• _Ihre Aufgaben_:
1) Welche Unterschiede erschweren laut dem Text über den Dollar in der EU trotz Personenfreizügigkeit, den Arbeitsplätzen hinterherzuziehen? Nennen Sie alle.
2) Schreiben Sie aus dem Text über den Dollar den Abschnitt von „Der Dollar beweist“ bis „machen den Unterschied.“ wortgetreu ab.
3) Wie könnte der Text über den Dollar weitergehen? Führen Sie ihn nach seinem letzten Satz fort.

• _Quelldokument_:
##########

Der Dollar beweist das Gegenteil. Auch er umfasst Wirtschaftsregionen mit dem Niveau von Griechenland und solchen mit einem besseren wie Deutschland. Trotzdem ist er seit 1944 und Bretton Woods die unangefochtene Hauptwährung (zumindest noch). Auch brummt die US-Wirtschaft deutlich lauter als es die europäische tut. Ja, die Krise scheint im Vergleich zu Europa schon ausgestanden. Die Federal Reserve (FED) erhöht voraussichtlich noch dieses Jahr den Leitzins.

Drei essenzielle Differenzen addiert machen den Unterschied.

  • Erstens wird in den USA den Arbeitsplätzen viel reger hinterhergezogen. In der EU erschweren trotz Personenfreizügigkeit Unterschiede in Kulturen, Sozialsysteme und vor allem Sprache dieses Unterfangen. Regionale Arbeitslosigkeit entsteht.

##########

(Datensatzzeilen zum Zeigen auf Objekte)

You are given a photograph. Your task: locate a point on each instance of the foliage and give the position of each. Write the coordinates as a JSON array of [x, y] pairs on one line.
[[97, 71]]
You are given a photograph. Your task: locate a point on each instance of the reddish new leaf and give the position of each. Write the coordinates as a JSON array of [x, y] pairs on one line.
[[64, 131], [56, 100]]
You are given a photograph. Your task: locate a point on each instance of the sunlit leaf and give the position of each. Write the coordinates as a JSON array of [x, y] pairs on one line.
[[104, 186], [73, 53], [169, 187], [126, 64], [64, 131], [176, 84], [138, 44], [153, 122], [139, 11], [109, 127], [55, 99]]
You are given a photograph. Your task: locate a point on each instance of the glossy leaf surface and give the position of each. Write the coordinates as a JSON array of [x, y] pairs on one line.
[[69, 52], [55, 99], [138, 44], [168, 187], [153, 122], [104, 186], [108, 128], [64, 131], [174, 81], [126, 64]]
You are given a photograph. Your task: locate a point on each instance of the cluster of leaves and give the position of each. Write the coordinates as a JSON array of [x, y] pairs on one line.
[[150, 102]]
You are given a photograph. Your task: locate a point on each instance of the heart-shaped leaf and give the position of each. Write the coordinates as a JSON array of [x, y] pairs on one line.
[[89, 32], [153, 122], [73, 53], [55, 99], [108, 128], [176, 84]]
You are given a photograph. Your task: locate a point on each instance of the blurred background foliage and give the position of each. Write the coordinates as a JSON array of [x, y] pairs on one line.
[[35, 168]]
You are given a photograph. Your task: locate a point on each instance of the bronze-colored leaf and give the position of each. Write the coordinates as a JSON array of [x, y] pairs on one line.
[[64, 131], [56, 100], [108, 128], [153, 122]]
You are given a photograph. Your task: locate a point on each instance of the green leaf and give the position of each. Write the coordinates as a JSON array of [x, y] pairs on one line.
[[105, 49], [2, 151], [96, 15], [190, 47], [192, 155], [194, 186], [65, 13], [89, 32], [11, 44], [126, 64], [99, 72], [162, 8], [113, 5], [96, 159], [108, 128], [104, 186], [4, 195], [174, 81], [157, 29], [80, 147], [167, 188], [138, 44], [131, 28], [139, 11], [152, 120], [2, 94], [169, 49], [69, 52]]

##########

• _Lösungen_:
1) Kulturen, Sozialsysteme, Sprache

2)
Der Dollar beweist das Gegenteil. Auch er umfasst Wirtschaftsregionen mit dem Niveau von Griechenland und solchen mit einem besseren wie Deutschland. Trotzdem ist er seit 1944 und Bretton Woods die unangefochtene Hauptwährung (zumindest noch). Auch brummt die US-Wirtschaft deutlich lauter als es die europäische tut. Ja, die Krise scheint im Vergleich zu Europa schon ausgestanden. Die Federal Reserve (FED) erhöht voraussichtlich noch dieses Jahr den Leitzins.

Drei essenzielle Differenzen addiert machen den Unterschied.

3)
  • Zweitens dürfen die US-Bundesstaaten nur Schulden für Infrastrukturprojekte aufnehmen. Nicht so Griechenland (und viele andere Nationen). Griechenland wird sogar faktisch gezwungen, neue Schulden zu machen, um nicht insolvent zu werden. Dafür werden ihnen wirtschaftsschwächende, und die Souveränität einschneidende Reformen, aufgezwungen. Das BIP sinkt, die Schulden im Verhältnis steigen, der Teufelskreis dreht sich und wird in einem, sei es freiwillig oder unfreiwillig, Schuldenschnitt kulminieren.
  • Zum Schluss und drittens das Wichtigste: Der grosse Teil der Steuern geht nach Washington an die Zentralregierung und wird von dort umverteilt. Ähnlich wie wir es hier vom Finanzausgleich kennen. Eine solche Umlagerung kennt man in der EU praktisch nicht.

Die Probleme sind also nicht die wirtschaftlichen Defizite Griechenlands, nicht die Währung an sich. Problematisch sind die Strukturen, in denen ein Euro geschaffen wurde.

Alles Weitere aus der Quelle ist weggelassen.